I Am Somebody is a short film documentary covering the 1970 strike of hospital workers in Charleston, South Carolina. Initially just 400 black women went on strike for equal pay to their white colleagues, a raise in their wage of $1.30 an hour, and an end to derogatory comments made about their sex and race. Soon joined across the nation by other unions and different chapters, the SCLC and civil rights activists, and student protestors. After 113 days on strike, they cost the city millions in a consumer boycott and lost labour, and were given concessions addressing their wage, equality, and dignified treatment.
It really is inspiring to see, watching everyone chip in to support each other. It starts small, with a group of people who have been told they are the lowest of the low, whose labour and dignity is worthless. And by the end the kids are out of strike from school, £100,000 has been raised by their union’s New York chapter to support them, and Coretta Scott King is flying in to give rallying speeches.
What’s really heartening is to watch the white, jowlly Governor state that marches and demonstrations have never had any influence on state policy, and never could influence state policy. That state policy has only ever changed due to considerations by those in authority. Ha! It’s like when they say, “If it changed anything, they wouldn’t let you do it”. Well, they try like hell to keep them from doing it. For something they’re not scared of, they sure bring an awful lot of tear gas, guns, and busloads of arrestees to jail.
I liked this because, in this day and age where Dr King’s image is adopted as some mascot of mild and unobtrusive consensus-building around racial equality, its important to remind people of the reality of his activism, which was radical wealth redistribution, anti-militarism, and anti-capitalist activity that would still see him vilified today. Strikes and boycotts are things they still make as illegal as they can.
While Charleston will have statue after statue of slaveholder after slaveholder, I guarantee you there is no statue of the Black hospital workers who gained such a victory against all the odds. I Am Somebody is a chance to see some of the faces, and the overwhelming crowds, who made history.

Data records:

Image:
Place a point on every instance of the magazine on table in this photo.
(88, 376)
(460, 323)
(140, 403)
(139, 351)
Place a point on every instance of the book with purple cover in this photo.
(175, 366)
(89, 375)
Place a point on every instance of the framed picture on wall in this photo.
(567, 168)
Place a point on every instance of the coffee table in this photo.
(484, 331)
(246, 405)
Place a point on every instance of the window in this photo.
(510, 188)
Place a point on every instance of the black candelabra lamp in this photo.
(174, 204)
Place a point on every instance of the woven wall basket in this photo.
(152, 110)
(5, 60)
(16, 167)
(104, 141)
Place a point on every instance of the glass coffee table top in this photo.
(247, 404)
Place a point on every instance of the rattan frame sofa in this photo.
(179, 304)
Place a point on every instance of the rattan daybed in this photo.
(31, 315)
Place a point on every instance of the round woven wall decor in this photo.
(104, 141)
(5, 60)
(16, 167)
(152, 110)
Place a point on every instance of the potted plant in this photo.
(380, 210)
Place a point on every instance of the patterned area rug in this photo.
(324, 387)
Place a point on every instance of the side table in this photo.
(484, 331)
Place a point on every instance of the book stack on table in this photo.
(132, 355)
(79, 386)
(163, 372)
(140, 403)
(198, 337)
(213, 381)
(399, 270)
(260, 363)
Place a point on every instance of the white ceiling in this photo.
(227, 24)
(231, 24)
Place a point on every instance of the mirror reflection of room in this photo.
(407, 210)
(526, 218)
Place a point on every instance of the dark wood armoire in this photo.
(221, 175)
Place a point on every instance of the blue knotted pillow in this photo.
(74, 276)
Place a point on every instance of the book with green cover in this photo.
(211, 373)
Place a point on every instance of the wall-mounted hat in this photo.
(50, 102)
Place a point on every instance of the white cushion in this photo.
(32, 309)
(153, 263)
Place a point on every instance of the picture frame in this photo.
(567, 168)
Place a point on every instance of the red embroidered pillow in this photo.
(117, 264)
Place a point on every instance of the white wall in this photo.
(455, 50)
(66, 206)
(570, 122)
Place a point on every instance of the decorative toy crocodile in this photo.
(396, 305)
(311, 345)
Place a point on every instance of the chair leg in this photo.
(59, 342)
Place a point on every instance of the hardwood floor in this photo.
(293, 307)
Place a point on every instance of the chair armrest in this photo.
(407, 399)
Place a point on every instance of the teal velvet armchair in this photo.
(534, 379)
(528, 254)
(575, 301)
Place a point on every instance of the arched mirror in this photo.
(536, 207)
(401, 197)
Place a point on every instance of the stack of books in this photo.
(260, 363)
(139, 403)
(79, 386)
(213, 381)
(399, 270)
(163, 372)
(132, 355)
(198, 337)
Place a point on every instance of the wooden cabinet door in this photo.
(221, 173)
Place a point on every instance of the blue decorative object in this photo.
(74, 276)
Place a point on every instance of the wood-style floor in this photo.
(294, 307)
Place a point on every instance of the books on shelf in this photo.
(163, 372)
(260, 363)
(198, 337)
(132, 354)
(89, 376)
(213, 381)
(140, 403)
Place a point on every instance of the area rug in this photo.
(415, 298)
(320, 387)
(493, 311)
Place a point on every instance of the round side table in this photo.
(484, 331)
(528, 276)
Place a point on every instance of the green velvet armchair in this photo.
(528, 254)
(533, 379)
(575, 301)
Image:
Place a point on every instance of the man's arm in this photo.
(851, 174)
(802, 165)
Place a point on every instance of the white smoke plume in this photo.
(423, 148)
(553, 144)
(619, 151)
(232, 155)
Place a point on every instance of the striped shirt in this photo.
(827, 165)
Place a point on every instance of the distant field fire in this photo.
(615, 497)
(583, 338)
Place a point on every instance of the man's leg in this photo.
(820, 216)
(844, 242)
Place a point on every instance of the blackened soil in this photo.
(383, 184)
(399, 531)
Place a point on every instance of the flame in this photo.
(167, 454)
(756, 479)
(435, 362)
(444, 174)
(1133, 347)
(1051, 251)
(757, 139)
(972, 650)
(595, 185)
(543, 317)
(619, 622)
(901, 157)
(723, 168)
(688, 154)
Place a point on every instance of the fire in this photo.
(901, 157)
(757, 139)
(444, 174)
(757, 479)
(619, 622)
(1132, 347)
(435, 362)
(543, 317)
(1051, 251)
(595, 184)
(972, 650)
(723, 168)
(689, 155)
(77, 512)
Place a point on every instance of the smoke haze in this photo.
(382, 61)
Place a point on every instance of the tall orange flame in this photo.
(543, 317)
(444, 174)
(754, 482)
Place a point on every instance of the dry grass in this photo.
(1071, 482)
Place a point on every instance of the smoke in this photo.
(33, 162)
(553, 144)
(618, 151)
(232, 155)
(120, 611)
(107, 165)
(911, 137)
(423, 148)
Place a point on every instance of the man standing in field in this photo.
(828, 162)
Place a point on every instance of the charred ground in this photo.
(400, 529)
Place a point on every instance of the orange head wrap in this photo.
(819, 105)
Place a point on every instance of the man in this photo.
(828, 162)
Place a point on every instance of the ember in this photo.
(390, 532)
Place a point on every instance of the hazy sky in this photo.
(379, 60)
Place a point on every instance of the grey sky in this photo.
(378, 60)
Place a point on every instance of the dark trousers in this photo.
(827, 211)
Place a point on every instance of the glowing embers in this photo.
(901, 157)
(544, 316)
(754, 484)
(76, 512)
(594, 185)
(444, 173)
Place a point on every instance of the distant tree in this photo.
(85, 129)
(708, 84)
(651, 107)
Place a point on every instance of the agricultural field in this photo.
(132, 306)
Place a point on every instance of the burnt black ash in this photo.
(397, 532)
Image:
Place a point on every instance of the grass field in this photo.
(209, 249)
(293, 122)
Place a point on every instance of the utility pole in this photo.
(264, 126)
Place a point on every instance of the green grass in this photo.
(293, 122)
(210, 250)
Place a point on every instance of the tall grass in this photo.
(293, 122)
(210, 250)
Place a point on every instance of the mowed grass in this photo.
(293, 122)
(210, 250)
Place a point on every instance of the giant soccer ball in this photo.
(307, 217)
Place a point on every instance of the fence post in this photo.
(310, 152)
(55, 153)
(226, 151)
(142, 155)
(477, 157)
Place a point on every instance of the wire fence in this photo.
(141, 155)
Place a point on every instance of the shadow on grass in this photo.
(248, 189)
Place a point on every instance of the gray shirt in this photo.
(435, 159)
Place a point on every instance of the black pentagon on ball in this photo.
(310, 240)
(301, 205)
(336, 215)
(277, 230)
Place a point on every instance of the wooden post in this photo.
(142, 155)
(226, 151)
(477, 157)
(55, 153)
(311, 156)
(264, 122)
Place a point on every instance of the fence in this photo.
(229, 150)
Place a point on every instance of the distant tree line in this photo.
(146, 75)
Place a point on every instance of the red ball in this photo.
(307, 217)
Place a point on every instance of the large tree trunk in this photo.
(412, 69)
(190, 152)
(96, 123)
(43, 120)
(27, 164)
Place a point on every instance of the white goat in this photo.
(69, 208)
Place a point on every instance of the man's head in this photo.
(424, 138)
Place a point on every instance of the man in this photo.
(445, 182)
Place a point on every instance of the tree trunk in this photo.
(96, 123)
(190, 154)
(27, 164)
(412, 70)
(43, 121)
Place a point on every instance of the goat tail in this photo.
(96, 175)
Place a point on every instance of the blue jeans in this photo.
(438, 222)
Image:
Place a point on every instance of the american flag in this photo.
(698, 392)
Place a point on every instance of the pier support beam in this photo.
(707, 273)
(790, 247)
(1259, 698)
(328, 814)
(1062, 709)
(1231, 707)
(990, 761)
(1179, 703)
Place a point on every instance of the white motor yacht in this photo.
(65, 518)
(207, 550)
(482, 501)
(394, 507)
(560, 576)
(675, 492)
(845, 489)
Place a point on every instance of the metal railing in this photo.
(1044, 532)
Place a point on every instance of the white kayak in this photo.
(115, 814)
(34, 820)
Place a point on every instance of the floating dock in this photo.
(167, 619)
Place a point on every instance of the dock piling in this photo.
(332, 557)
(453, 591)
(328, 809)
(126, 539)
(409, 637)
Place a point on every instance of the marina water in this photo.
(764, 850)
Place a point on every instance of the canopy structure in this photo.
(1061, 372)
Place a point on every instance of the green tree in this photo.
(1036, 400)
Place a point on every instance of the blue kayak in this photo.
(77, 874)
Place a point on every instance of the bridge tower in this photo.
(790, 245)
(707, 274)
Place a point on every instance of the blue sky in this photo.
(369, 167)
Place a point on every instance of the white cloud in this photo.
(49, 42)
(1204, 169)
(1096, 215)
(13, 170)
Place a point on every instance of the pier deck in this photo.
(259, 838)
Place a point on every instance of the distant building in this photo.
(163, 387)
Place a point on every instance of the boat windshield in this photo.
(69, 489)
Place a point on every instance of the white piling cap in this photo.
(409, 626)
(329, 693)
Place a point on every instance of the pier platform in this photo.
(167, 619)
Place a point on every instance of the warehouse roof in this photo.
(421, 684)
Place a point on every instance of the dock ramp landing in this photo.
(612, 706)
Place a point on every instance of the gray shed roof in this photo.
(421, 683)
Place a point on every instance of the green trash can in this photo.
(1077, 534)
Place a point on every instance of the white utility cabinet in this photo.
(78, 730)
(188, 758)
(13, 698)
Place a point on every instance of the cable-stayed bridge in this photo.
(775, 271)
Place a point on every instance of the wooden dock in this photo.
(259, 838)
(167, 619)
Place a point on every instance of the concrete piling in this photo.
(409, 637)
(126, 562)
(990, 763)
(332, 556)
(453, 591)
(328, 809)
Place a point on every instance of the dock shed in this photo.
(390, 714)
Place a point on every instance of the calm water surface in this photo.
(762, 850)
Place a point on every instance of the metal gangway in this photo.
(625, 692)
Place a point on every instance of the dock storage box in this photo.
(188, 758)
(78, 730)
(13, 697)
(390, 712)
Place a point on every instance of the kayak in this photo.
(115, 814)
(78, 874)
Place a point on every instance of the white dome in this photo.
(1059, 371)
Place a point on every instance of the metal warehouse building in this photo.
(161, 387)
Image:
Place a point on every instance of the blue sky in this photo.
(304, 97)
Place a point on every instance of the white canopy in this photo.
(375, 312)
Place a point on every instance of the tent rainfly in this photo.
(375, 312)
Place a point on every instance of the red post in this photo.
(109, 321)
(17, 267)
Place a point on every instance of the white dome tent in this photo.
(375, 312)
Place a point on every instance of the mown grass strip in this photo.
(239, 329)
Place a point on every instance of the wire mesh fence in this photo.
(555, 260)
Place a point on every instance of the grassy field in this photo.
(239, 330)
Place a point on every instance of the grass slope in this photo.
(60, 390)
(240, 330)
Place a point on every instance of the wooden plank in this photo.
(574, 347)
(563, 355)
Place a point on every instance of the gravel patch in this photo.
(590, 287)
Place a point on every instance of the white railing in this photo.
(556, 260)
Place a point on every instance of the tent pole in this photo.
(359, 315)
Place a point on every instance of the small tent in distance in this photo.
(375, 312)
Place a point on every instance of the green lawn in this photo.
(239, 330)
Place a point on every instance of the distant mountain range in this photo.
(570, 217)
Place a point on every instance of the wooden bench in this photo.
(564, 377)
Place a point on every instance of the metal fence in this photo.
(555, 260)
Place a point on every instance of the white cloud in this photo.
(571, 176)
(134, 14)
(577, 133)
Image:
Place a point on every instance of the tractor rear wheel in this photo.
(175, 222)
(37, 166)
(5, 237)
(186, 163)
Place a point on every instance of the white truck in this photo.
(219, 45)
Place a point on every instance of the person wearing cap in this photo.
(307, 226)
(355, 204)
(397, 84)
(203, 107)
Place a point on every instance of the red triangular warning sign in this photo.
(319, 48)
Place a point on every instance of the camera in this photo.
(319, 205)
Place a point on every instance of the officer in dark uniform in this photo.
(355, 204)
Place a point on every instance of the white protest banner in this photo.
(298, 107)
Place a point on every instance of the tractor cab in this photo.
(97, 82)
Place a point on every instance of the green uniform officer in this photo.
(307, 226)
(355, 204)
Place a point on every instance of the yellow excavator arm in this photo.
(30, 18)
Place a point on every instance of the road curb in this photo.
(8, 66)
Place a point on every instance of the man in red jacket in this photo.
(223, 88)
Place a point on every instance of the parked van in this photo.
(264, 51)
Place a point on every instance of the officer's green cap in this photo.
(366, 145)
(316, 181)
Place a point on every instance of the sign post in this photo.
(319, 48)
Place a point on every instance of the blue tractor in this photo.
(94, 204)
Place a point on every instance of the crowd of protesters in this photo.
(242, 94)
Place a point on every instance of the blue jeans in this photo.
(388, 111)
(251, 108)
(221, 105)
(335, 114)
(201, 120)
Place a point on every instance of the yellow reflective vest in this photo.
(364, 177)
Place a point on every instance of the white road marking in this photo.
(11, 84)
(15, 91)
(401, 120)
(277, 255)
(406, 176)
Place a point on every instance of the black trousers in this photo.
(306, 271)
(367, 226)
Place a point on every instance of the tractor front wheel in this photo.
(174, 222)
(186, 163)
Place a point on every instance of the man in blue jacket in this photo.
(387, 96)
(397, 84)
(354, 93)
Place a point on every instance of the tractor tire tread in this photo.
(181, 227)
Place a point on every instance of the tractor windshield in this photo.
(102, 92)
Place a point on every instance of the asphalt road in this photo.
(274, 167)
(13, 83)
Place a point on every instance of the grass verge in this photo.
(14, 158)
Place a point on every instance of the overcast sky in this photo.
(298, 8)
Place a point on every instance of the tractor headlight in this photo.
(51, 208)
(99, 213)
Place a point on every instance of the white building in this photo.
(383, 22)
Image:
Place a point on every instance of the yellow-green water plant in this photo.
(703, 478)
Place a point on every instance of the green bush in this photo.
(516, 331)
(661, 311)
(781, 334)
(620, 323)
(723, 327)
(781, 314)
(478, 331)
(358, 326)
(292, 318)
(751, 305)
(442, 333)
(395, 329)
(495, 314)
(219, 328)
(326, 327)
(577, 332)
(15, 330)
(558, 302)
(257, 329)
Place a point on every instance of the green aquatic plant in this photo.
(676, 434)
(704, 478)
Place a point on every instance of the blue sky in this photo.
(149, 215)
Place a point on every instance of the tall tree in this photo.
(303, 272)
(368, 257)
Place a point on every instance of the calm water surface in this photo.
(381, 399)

Task to complete:
From the I Am Somebody review above, reproduce word for word the part that opens with the words containing "What’s really heartening" and closes with "arrestees to jail.".

Solution below:
What’s really heartening is to watch the white, jowlly Governor state that marches and demonstrations have never had any influence on state policy, and never could influence state policy. That state policy has only ever changed due to considerations by those in authority. Ha! It’s like when they say, “If it changed anything, they wouldn’t let you do it”. Well, they try like hell to keep them from doing it. For something they’re not scared of, they sure bring an awful lot of tear gas, guns, and busloads of arrestees to jail.